Natural-language object grounding data>
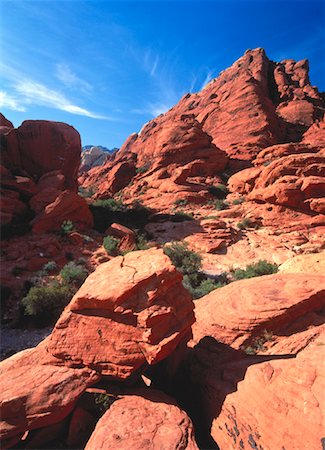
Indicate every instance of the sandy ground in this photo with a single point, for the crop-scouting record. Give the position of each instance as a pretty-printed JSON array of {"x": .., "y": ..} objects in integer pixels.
[{"x": 13, "y": 340}]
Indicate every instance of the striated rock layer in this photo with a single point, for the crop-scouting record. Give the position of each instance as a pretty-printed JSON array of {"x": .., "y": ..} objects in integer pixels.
[
  {"x": 146, "y": 420},
  {"x": 131, "y": 312}
]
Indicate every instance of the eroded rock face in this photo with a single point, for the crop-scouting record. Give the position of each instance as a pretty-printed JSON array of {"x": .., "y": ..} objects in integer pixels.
[
  {"x": 148, "y": 419},
  {"x": 35, "y": 395},
  {"x": 278, "y": 404},
  {"x": 291, "y": 175},
  {"x": 40, "y": 146},
  {"x": 44, "y": 156},
  {"x": 66, "y": 206},
  {"x": 245, "y": 308},
  {"x": 93, "y": 157},
  {"x": 132, "y": 311}
]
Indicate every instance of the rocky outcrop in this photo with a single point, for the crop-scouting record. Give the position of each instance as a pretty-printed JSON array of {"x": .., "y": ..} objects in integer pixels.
[
  {"x": 254, "y": 104},
  {"x": 253, "y": 415},
  {"x": 39, "y": 176},
  {"x": 290, "y": 175},
  {"x": 147, "y": 419},
  {"x": 131, "y": 312},
  {"x": 40, "y": 146},
  {"x": 67, "y": 205},
  {"x": 93, "y": 157},
  {"x": 310, "y": 263},
  {"x": 245, "y": 308}
]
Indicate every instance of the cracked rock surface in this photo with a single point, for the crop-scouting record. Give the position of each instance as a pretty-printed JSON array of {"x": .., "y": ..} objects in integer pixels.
[
  {"x": 132, "y": 311},
  {"x": 161, "y": 424}
]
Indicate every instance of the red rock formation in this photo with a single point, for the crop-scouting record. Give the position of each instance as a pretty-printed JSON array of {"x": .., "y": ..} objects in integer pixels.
[
  {"x": 279, "y": 404},
  {"x": 124, "y": 235},
  {"x": 40, "y": 146},
  {"x": 148, "y": 419},
  {"x": 67, "y": 206},
  {"x": 34, "y": 396},
  {"x": 254, "y": 104},
  {"x": 132, "y": 311},
  {"x": 235, "y": 313}
]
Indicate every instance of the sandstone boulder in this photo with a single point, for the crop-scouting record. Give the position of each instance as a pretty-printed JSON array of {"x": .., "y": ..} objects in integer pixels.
[
  {"x": 235, "y": 313},
  {"x": 313, "y": 263},
  {"x": 40, "y": 146},
  {"x": 131, "y": 312},
  {"x": 147, "y": 420},
  {"x": 67, "y": 206}
]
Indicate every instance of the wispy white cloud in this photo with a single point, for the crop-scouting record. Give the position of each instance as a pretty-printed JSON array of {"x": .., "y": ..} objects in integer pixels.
[
  {"x": 70, "y": 79},
  {"x": 27, "y": 92},
  {"x": 10, "y": 102}
]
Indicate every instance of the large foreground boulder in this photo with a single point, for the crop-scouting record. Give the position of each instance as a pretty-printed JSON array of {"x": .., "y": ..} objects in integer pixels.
[
  {"x": 132, "y": 311},
  {"x": 279, "y": 404},
  {"x": 34, "y": 395},
  {"x": 245, "y": 308},
  {"x": 146, "y": 420},
  {"x": 40, "y": 146}
]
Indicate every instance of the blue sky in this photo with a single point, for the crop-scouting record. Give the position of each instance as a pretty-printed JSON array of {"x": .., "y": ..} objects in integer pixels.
[{"x": 107, "y": 67}]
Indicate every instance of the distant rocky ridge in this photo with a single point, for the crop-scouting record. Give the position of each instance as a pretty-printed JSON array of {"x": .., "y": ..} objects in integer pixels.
[
  {"x": 93, "y": 156},
  {"x": 255, "y": 104}
]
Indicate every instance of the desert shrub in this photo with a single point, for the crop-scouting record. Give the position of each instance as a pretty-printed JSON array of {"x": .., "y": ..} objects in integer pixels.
[
  {"x": 238, "y": 201},
  {"x": 189, "y": 263},
  {"x": 74, "y": 273},
  {"x": 49, "y": 266},
  {"x": 219, "y": 204},
  {"x": 183, "y": 258},
  {"x": 111, "y": 244},
  {"x": 181, "y": 202},
  {"x": 219, "y": 190},
  {"x": 111, "y": 204},
  {"x": 45, "y": 303},
  {"x": 66, "y": 227},
  {"x": 257, "y": 343},
  {"x": 245, "y": 223},
  {"x": 262, "y": 267}
]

WORK REQUIRED> Without including any picture, set down every line above exactly as it stands.

OUTPUT>
Indicate every instance of the sandy ground in this photo with a single point, for the crop-scouting record. Give the position of each instance as a pretty-printed JSON array of {"x": .., "y": ..} objects in integer pixels.
[{"x": 13, "y": 340}]
Indicate every instance of the striated rock layer in this photo with a single point, for the crop-scouting record. Give the position of each instance as a pretty-printed JSON array of {"x": .., "y": ..} objects in integer pixels.
[
  {"x": 146, "y": 420},
  {"x": 131, "y": 312}
]
Indicate every instance of the eroded rock face in this photo with a single point, for the crop-scouting record. Give the position of each instance as a pretty-printed JSON array of {"x": .., "y": ..} objects in integer pixels.
[
  {"x": 148, "y": 419},
  {"x": 35, "y": 395},
  {"x": 278, "y": 404},
  {"x": 291, "y": 175},
  {"x": 40, "y": 146},
  {"x": 44, "y": 156},
  {"x": 66, "y": 206},
  {"x": 245, "y": 308},
  {"x": 93, "y": 157},
  {"x": 132, "y": 311}
]
Indicate every instance of the rocky outcrop in this photo with a single point, for the crop-scouting record. Give the position of each instance as a pretty-printed JSON array of {"x": .., "y": ..} objects in integer pixels.
[
  {"x": 254, "y": 104},
  {"x": 253, "y": 415},
  {"x": 39, "y": 176},
  {"x": 290, "y": 175},
  {"x": 147, "y": 419},
  {"x": 131, "y": 312},
  {"x": 40, "y": 146},
  {"x": 67, "y": 205},
  {"x": 93, "y": 157},
  {"x": 310, "y": 263},
  {"x": 245, "y": 308}
]
Indicate every instance of the cracked rock surface in this photo with a single point, for the crop-scouting record. Give the position of each instance as a pretty-printed JSON array of {"x": .., "y": ..} objects in integer pixels.
[
  {"x": 132, "y": 311},
  {"x": 161, "y": 424}
]
Indicate every instance of the red rock formation in this photo with a single point, for the crop-scouting record. Give the position of each instance as a pretty-printed JSON array of {"x": .., "y": ..} objects in integer pixels.
[
  {"x": 279, "y": 404},
  {"x": 124, "y": 235},
  {"x": 40, "y": 146},
  {"x": 148, "y": 419},
  {"x": 67, "y": 206},
  {"x": 34, "y": 396},
  {"x": 254, "y": 104},
  {"x": 132, "y": 311},
  {"x": 235, "y": 313}
]
Indicate every instance of the sandstone boulder in this photo with a single point, for the crop-scouting record. Give the position of each instance as a pretty-printed JSON array of {"x": .., "y": ..} objects in integer pixels.
[
  {"x": 235, "y": 313},
  {"x": 313, "y": 263},
  {"x": 40, "y": 146},
  {"x": 131, "y": 312},
  {"x": 147, "y": 420},
  {"x": 67, "y": 206}
]
Indicate every instance of the wispy white cloud in this photo with a single point, for the crop-scouting record. Give the position of each instance as a pretty-printed JSON array of {"x": .., "y": ..} objects in integer pixels.
[
  {"x": 70, "y": 79},
  {"x": 27, "y": 92},
  {"x": 10, "y": 102}
]
Indicate every instance of the large foreground boulder in this photo with a single point, for the crop-scouting record. Give the position of each instance as a pretty-printed JSON array of {"x": .., "y": ..} objects in integer pixels.
[
  {"x": 132, "y": 311},
  {"x": 279, "y": 404},
  {"x": 34, "y": 395},
  {"x": 245, "y": 308},
  {"x": 146, "y": 420},
  {"x": 40, "y": 146}
]
Indicate every instance of the blue sky in this photo with a single point, for the crop-scouting record. Give the position of each instance as a pretty-printed JSON array of {"x": .., "y": ..} objects in integer pixels.
[{"x": 107, "y": 67}]
Indicate every instance of the distant rocky ridge in this photo with a single point, for the crop-scouting record. Give the position of each instance as a pretty-printed JSON array of {"x": .., "y": ..} objects in integer pixels.
[
  {"x": 93, "y": 156},
  {"x": 255, "y": 104}
]
Indicate every instance of the desert shrub in this photo with a single point, for the crop-scouting record. Give the position of each instance as a pretty-printed JSON array of {"x": .., "y": ..} objects in integer pixels.
[
  {"x": 238, "y": 201},
  {"x": 189, "y": 263},
  {"x": 74, "y": 273},
  {"x": 49, "y": 266},
  {"x": 219, "y": 204},
  {"x": 183, "y": 258},
  {"x": 111, "y": 244},
  {"x": 181, "y": 202},
  {"x": 219, "y": 190},
  {"x": 111, "y": 204},
  {"x": 45, "y": 303},
  {"x": 66, "y": 227},
  {"x": 257, "y": 343},
  {"x": 245, "y": 223},
  {"x": 262, "y": 267}
]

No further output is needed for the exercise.